*** INPUT DATA ***
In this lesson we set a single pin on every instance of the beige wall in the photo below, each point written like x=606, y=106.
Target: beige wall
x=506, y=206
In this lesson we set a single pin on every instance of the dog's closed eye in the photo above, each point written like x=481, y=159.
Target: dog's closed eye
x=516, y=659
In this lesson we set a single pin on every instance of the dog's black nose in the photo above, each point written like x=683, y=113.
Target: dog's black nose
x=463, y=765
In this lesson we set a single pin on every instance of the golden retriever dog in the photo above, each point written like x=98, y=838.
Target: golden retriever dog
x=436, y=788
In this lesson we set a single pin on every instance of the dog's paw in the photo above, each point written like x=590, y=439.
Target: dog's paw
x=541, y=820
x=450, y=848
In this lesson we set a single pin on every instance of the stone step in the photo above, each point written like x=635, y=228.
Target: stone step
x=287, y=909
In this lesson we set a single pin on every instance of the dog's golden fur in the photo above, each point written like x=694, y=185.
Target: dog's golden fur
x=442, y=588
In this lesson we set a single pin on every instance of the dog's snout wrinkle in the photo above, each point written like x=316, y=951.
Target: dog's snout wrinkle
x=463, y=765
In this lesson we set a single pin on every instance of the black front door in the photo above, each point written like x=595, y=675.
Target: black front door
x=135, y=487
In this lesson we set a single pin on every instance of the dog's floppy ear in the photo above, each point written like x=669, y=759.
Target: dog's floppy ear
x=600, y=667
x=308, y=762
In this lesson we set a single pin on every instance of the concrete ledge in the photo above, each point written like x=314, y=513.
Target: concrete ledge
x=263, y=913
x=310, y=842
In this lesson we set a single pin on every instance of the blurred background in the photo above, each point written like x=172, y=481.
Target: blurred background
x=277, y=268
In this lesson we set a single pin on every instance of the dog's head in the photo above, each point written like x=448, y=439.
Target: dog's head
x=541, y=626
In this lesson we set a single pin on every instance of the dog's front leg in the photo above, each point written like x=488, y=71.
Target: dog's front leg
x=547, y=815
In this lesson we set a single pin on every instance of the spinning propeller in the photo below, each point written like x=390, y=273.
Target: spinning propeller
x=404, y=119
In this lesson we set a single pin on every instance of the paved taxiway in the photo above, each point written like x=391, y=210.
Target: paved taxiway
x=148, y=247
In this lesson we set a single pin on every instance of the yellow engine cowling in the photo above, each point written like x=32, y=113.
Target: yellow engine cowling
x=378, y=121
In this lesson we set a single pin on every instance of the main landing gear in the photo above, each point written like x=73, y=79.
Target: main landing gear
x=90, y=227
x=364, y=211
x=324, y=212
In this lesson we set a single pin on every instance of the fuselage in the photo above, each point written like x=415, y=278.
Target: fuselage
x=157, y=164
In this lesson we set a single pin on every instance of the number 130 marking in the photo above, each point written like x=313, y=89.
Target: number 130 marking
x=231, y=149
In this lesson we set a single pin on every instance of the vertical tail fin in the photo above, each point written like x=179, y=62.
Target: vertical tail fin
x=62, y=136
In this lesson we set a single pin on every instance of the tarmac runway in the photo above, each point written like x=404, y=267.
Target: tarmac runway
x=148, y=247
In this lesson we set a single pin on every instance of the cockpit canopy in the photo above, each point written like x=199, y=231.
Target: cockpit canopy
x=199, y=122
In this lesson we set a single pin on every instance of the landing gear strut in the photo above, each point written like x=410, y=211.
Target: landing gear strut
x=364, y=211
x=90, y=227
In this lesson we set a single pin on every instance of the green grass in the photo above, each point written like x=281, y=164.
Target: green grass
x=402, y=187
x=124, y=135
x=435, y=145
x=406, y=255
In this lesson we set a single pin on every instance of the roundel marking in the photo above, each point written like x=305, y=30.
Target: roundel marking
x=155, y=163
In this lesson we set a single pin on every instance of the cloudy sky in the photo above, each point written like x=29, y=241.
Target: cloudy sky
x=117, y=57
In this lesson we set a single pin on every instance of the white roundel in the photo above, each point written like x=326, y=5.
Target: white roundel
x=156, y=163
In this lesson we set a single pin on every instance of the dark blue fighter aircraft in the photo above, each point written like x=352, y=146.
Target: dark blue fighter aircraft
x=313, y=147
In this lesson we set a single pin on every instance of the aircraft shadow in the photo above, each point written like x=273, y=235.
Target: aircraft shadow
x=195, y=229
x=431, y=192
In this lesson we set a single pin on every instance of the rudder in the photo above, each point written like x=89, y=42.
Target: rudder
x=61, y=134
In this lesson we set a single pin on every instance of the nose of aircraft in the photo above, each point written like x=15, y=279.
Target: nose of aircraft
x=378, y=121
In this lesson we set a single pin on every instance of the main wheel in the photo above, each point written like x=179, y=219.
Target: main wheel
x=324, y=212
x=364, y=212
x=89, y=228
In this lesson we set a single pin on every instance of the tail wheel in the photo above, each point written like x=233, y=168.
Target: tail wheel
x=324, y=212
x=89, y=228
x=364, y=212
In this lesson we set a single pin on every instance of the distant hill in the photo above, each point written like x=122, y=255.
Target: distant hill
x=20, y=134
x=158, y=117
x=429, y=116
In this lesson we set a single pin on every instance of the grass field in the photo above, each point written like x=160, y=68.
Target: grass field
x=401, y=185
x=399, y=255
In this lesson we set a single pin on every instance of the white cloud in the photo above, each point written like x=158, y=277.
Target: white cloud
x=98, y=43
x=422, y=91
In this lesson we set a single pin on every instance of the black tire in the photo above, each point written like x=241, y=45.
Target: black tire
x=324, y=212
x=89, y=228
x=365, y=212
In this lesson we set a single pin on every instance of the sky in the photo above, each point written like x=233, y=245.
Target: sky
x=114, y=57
*** End of INPUT DATA ***
Exactly how many lines in the data above contain the word "below"? Respond with the number and nothing more.

SOLVED PROBLEM
2